● **WHAT THE TASK REQUIRES**
Retype word for word the passage of the Tango Distinto article that begins with the words containing "Tango Distinto is" and ends with "generously warm-spirited music.".

== SOURCE EXTRACT ==

= Tango Distinto =

Tango Distinto is a solo album by the trombonist Achilles Liarmakopoulos of Astor Piazolla's music.

This album is the first to appear with Piazzolla's music played by solo trombone.

With ten popular compositions it showcases the combination of the trombone with a number of different instruments and in the context of different moods that underline the composer's romantic, erotic, passionate, nostalgic, imaginative and always generously warm-spirited music.

== Musicians ==
- Achilles Liarmakopoulos - trombone
- Hector Del Curto - bandoneon
- Octavio Brunetti - piano
- Pedro Giraudo - bass
- Simon Powis - guitar
- Ian Rosenbaum - marimba
- Robert Thompson - piano
- Samuel Adams - bass
- Edson Schein - Violin
- Jiyun Han - violin
- Raul Garcia - Viola
- Arnold Choi - cello

==Track listing==
1. "Michelangelo"

===
== DATASET ENTRIES ==

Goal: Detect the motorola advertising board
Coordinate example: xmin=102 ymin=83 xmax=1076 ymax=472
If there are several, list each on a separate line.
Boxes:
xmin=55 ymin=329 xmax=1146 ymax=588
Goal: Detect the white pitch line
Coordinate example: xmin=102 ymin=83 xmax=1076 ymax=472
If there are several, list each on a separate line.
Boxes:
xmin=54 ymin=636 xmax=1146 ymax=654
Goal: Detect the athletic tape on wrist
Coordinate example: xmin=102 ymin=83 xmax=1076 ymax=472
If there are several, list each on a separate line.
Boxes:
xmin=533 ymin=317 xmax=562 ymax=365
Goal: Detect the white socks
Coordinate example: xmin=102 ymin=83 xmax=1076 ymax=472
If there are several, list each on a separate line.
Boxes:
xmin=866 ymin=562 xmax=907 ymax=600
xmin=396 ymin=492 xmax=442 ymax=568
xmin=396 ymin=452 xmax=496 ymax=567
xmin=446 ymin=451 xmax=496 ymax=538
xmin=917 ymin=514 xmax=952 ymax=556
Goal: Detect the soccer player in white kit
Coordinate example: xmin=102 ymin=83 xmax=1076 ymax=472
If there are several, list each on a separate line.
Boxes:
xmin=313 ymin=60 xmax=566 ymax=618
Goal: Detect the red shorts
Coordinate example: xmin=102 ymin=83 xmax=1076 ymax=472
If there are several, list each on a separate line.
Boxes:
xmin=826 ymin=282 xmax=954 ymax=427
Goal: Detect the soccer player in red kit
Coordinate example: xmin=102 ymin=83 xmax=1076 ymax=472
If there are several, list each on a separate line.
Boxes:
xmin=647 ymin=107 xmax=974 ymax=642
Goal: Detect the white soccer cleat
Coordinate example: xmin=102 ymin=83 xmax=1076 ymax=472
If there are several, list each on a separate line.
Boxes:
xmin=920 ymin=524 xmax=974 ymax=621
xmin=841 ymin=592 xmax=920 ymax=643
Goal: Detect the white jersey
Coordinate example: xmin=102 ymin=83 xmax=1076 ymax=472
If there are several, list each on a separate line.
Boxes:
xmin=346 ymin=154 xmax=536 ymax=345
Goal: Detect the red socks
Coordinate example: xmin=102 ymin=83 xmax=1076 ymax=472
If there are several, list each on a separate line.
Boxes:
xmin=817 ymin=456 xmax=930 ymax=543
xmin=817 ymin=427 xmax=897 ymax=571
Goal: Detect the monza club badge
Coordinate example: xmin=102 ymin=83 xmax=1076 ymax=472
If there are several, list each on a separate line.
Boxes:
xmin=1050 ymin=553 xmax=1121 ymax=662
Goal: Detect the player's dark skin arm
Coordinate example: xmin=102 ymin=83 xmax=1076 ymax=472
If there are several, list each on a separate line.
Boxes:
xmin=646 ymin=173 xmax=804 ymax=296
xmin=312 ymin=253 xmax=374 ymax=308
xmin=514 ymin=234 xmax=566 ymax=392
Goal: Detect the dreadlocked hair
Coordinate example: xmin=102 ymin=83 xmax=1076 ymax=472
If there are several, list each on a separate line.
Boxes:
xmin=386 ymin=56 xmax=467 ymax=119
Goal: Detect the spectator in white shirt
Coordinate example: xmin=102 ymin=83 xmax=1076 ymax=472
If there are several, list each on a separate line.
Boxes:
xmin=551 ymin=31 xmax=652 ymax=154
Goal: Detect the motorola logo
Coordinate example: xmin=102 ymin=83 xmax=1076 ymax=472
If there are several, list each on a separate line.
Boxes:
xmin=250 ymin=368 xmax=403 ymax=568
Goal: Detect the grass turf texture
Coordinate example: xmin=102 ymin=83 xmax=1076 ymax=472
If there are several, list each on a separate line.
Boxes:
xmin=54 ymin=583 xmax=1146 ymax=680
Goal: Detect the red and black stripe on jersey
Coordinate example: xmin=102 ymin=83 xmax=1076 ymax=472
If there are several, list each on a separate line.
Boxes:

===

● **ANSWER TO THE PROBLEM**
Tango Distinto is a solo album by the trombonist Achilles Liarmakopoulos of Astor Piazolla's music.

This album is the first to appear with Piazzolla's music played by solo trombone.

With ten popular compositions it showcases the combination of the trombone with a number of different instruments and in the context of different moods that underline the composer's romantic, erotic, passionate, nostalgic, imaginative and always generously warm-spirited music.